Excerpts of bounding box data
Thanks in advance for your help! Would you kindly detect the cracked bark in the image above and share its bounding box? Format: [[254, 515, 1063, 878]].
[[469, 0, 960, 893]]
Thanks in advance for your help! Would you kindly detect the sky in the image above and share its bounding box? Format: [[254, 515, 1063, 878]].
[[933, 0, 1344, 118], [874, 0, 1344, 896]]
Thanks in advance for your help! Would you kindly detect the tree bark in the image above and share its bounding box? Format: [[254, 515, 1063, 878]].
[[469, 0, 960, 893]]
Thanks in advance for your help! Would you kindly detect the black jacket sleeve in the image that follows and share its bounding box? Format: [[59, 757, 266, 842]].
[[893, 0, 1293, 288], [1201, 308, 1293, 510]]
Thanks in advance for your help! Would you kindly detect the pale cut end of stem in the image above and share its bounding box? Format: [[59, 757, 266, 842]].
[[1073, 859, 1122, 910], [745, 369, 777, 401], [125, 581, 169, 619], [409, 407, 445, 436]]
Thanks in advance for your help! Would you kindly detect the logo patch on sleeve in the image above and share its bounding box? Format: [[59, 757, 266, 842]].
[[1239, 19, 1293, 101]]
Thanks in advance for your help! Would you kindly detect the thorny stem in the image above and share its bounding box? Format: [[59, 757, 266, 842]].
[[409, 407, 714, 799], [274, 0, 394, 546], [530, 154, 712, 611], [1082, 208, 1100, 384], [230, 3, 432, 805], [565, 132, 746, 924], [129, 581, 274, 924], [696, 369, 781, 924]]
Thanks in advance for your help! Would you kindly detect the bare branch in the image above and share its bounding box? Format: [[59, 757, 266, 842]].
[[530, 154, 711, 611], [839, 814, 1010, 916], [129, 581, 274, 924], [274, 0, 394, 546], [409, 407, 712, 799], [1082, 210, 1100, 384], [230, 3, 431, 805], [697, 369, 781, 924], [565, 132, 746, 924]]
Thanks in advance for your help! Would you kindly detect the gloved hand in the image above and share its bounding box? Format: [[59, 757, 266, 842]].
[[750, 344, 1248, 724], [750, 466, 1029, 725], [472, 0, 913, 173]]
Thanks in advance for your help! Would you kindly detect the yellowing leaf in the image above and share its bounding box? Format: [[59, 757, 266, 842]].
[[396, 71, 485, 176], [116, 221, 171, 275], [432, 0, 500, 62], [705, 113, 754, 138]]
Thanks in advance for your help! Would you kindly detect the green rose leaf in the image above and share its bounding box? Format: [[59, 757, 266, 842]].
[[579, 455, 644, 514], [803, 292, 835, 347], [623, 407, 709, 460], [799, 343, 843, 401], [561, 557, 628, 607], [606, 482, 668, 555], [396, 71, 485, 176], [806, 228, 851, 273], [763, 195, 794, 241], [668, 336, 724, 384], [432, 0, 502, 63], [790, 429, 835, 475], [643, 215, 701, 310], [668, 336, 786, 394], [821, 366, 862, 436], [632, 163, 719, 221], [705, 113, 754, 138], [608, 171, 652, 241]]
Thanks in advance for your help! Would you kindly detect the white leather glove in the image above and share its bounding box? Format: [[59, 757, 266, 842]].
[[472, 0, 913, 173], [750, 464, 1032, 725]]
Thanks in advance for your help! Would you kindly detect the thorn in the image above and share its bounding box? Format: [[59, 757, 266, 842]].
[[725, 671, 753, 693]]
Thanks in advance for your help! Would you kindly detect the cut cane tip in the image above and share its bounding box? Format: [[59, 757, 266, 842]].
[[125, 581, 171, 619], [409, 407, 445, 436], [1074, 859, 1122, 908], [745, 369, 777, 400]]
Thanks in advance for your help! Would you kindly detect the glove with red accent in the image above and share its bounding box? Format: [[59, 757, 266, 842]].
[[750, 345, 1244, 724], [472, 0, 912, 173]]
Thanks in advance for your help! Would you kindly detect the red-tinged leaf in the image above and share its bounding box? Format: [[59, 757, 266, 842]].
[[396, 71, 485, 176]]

Brief
Rewrite the lines of the material above between the line holding "detect the pale" and the line holding "[[1239, 19, 1293, 101]]", inclusive, and include the requests. Shift every bounding box coordinate in the answers up by 66, leaving the requests and their format samples unchanged.

Output for this exercise
Thanks in advance for your help! Would you kindly detect the pale cut end of stem in the image above and share its bounding box? Format: [[59, 757, 266, 842]].
[[1139, 925, 1188, 976], [811, 435, 843, 467], [191, 647, 235, 685], [475, 473, 511, 502]]
Thanks in advance for your help! Would you kindly detect the logo patch on sleeve in the image above and share its bounding box? Format: [[59, 757, 266, 842]].
[[1305, 85, 1359, 167]]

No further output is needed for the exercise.